# AVAILABLE DATA
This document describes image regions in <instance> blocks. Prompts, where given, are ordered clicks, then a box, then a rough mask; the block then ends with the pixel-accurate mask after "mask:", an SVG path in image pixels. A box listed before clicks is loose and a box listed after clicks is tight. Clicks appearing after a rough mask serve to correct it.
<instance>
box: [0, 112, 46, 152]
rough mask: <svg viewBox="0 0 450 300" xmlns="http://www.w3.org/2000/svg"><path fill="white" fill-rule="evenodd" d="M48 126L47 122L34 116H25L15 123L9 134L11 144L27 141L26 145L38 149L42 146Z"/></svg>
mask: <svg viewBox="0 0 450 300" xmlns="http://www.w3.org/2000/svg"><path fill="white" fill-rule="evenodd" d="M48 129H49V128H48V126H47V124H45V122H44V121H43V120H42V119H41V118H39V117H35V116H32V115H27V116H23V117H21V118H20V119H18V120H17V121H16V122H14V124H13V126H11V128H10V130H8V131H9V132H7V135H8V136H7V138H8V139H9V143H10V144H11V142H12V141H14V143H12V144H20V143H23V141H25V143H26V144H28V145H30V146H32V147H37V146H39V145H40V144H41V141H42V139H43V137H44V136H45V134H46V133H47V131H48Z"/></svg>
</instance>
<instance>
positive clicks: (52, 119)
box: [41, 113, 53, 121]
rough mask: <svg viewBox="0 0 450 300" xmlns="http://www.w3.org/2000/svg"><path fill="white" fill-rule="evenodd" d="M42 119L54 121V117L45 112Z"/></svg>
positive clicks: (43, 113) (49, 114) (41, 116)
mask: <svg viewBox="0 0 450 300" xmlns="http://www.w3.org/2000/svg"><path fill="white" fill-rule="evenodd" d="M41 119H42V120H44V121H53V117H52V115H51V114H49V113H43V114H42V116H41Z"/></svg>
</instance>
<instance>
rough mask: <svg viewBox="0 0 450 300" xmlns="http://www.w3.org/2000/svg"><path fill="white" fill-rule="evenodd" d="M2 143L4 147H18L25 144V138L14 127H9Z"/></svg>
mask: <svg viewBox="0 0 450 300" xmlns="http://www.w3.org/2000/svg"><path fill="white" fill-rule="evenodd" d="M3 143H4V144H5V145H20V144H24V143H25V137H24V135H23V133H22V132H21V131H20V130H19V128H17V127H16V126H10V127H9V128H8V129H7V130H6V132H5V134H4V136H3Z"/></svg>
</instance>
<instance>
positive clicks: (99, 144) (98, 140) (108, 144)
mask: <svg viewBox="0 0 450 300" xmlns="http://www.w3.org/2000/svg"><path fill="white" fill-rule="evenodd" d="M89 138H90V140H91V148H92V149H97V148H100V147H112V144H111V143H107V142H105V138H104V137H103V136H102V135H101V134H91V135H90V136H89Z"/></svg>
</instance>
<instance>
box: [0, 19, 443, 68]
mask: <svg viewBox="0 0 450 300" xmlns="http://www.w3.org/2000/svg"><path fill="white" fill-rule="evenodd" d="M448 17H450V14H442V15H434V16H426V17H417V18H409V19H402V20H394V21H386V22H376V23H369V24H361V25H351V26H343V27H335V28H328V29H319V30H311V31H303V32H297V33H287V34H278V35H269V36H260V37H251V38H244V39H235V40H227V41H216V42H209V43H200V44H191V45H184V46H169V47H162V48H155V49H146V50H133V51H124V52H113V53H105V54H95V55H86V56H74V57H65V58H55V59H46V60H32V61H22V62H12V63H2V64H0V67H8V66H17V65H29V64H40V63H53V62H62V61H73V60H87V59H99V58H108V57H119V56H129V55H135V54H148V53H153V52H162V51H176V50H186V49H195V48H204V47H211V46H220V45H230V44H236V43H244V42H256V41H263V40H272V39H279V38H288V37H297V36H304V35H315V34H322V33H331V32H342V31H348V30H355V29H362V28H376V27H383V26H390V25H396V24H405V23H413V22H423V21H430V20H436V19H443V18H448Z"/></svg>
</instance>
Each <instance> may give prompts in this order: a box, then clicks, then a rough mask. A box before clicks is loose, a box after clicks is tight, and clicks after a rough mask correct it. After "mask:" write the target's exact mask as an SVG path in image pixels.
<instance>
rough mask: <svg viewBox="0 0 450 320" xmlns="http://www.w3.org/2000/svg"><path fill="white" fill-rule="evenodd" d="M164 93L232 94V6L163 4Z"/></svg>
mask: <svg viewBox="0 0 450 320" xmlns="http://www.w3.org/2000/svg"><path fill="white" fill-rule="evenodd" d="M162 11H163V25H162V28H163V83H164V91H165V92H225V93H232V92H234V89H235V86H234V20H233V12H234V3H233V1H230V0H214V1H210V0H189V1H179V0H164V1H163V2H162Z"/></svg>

...

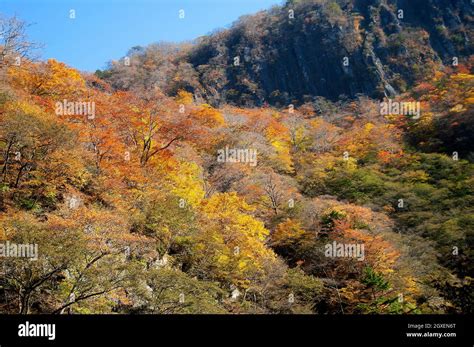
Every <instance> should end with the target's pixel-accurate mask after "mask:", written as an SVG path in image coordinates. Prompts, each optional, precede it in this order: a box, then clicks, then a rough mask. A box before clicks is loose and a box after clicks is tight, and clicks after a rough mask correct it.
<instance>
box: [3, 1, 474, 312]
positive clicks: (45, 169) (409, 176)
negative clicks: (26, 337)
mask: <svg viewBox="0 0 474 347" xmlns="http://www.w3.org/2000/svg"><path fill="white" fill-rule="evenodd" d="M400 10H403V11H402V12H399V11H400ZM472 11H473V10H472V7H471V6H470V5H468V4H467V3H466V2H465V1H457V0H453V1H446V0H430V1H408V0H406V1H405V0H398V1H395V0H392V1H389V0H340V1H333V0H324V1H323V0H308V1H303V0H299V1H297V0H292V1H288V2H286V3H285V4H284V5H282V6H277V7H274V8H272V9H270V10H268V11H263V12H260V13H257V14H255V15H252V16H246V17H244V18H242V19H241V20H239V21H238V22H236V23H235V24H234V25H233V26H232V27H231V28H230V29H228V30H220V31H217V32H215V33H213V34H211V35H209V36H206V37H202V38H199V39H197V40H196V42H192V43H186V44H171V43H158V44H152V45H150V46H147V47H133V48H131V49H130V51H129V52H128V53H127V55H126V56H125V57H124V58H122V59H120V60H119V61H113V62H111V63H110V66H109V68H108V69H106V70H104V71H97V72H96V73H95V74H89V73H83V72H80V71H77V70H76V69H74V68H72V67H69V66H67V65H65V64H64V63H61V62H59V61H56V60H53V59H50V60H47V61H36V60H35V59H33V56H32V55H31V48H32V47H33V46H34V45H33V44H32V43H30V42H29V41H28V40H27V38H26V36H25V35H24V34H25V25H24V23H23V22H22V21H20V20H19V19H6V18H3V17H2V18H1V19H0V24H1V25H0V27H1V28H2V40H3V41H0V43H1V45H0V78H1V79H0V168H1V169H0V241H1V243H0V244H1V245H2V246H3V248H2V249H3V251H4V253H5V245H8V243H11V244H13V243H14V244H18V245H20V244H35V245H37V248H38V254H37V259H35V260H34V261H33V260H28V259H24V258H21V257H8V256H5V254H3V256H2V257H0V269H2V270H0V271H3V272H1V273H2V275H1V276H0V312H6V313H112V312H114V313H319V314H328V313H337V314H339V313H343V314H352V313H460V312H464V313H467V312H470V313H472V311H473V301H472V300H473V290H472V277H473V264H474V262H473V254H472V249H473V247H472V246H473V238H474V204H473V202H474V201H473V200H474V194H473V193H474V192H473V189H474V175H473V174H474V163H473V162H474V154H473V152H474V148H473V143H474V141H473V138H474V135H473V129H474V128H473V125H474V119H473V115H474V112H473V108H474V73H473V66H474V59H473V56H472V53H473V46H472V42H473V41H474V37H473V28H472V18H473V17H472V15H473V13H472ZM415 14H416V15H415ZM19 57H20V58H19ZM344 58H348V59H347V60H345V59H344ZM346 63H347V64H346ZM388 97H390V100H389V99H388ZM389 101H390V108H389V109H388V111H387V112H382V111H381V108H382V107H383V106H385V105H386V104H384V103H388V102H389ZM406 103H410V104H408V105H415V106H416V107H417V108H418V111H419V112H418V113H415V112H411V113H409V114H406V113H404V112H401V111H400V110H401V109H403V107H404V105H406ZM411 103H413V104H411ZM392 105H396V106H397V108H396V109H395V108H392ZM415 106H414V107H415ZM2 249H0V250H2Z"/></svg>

==

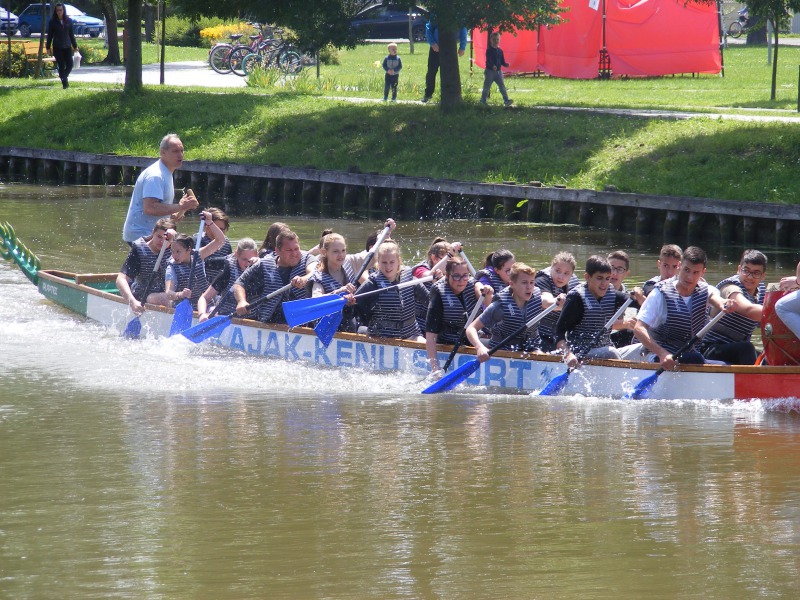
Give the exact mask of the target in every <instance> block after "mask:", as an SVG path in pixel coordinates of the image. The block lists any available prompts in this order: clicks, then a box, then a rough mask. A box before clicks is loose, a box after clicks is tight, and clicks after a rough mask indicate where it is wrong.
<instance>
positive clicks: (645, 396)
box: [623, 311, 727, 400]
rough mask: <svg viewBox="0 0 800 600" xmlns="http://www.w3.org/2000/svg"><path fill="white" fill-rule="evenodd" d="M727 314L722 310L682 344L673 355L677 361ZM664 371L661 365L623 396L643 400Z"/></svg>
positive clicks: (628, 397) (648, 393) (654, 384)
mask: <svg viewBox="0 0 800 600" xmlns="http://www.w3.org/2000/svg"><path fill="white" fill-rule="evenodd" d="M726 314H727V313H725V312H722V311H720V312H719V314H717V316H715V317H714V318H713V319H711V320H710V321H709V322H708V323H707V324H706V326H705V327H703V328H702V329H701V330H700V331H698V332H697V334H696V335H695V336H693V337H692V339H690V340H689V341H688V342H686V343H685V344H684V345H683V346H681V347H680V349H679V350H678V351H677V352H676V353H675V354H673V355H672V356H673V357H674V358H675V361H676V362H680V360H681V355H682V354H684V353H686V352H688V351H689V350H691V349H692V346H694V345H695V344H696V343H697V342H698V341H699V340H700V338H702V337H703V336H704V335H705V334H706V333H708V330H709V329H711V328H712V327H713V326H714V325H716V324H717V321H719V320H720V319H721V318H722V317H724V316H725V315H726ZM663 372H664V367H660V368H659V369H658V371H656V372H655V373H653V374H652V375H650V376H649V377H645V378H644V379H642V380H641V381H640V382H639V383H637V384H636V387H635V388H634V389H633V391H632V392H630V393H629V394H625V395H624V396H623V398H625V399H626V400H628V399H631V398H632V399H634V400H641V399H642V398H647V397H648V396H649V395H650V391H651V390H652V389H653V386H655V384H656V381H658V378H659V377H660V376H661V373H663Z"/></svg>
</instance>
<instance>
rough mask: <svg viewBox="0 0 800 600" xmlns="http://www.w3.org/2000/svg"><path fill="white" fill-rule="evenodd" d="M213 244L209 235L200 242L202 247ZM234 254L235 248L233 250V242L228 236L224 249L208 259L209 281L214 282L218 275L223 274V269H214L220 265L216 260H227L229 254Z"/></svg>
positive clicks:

# WORK ITEM
Taking the records above, retype every line from the one with "positive clicks: (645, 396)" down to the one with "314L722 310L682 344L673", exactly and with nothing else.

# EXPECTED OUTPUT
positive clicks: (645, 396)
box: [623, 311, 727, 400]
rough mask: <svg viewBox="0 0 800 600" xmlns="http://www.w3.org/2000/svg"><path fill="white" fill-rule="evenodd" d="M727 314L722 310L682 344L673 355L677 361ZM664 371L661 365L623 396L643 400Z"/></svg>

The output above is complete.